* [Records shown]
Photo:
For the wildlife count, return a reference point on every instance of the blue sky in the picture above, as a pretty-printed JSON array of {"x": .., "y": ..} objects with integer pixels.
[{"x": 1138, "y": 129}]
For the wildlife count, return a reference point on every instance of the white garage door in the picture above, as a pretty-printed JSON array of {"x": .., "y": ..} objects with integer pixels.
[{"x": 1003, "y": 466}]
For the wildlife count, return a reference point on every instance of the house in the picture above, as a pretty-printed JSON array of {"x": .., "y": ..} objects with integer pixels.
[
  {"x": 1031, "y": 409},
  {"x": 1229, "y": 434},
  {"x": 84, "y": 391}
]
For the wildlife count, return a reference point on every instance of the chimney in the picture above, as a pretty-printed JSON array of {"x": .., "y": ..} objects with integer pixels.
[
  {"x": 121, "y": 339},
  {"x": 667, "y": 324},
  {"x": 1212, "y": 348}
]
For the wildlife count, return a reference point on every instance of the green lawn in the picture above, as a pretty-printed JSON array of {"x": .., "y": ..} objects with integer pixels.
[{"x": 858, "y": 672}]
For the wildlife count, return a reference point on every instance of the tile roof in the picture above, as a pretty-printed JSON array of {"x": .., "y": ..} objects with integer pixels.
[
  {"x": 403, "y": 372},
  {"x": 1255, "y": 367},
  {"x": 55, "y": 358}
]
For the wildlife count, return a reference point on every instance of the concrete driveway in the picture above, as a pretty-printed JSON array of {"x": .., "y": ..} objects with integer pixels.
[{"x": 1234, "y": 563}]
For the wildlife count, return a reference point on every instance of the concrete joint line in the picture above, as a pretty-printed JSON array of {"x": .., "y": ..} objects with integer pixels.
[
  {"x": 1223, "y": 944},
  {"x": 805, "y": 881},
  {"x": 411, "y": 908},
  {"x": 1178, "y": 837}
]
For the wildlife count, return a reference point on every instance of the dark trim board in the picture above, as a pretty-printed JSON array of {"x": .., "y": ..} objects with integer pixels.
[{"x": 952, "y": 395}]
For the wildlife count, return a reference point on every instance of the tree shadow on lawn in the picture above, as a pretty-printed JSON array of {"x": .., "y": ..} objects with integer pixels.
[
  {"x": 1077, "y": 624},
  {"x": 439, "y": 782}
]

* [Problem statement]
Restate every entry word for word.

* [Written reply]
Photo:
For the wildlife count, return a reference point on every instance of the blue sky in the picture above, as a pretty-printed JSON array of {"x": .., "y": ..} objects with integer pixels.
[{"x": 1138, "y": 129}]
For the wildlife count, return a reference point on every instance of the white garage door in the picture above, as a pretty-printed JSON array of {"x": .., "y": ..} objects with integer pixels.
[{"x": 1003, "y": 466}]
For the wildlife count, return a reference point on every instance of the house in the picture above, as a pretty-printed JSON array of {"x": .., "y": ..} objects with integer pixels.
[
  {"x": 1031, "y": 409},
  {"x": 1229, "y": 434},
  {"x": 84, "y": 391}
]
For the wildlife count, return a reference point on every instance of the chimney in the picture above, as a pretty-printed JSON array of {"x": .., "y": ..} objects with integer pixels.
[
  {"x": 121, "y": 339},
  {"x": 667, "y": 324},
  {"x": 1212, "y": 348}
]
For the wildlife count, return a reference point on every instance of the green lawn in the picture above, as a pretty-printed JSON array of {"x": .., "y": ..} objects with integer pixels.
[{"x": 858, "y": 672}]
For the wildlife count, return a reference point on every instance of the tile roof in the picture above, as a pretty-printed JSON array of {"x": .., "y": ..} objects with integer pixels.
[
  {"x": 403, "y": 372},
  {"x": 1255, "y": 367},
  {"x": 55, "y": 358}
]
For the wildlife count, return a reference point on every instance of the concrete driveway in the picture above, as a pretty-printed JSON array of {"x": .., "y": ..} objects with integer pixels.
[{"x": 1234, "y": 563}]
For the wildlife count, return a reference point on every instance of the concrete joint line in the picture above, as a pretty-printed JSON array of {"x": .., "y": ..} objects with integer pixels.
[
  {"x": 1223, "y": 944},
  {"x": 805, "y": 881},
  {"x": 411, "y": 908},
  {"x": 1178, "y": 837}
]
For the wildlife count, return a reference point on every instance of the dark trim board in the picture above, as a pretty-printed JSON array of {"x": .., "y": ..} objects with integer pixels.
[{"x": 952, "y": 395}]
For the wildlife count, return a reference point on every instance of the tree shadow on lawn in the picture above, as a pretty-printed JSON array of {"x": .., "y": ..} objects with integer pixels.
[
  {"x": 1077, "y": 624},
  {"x": 439, "y": 782}
]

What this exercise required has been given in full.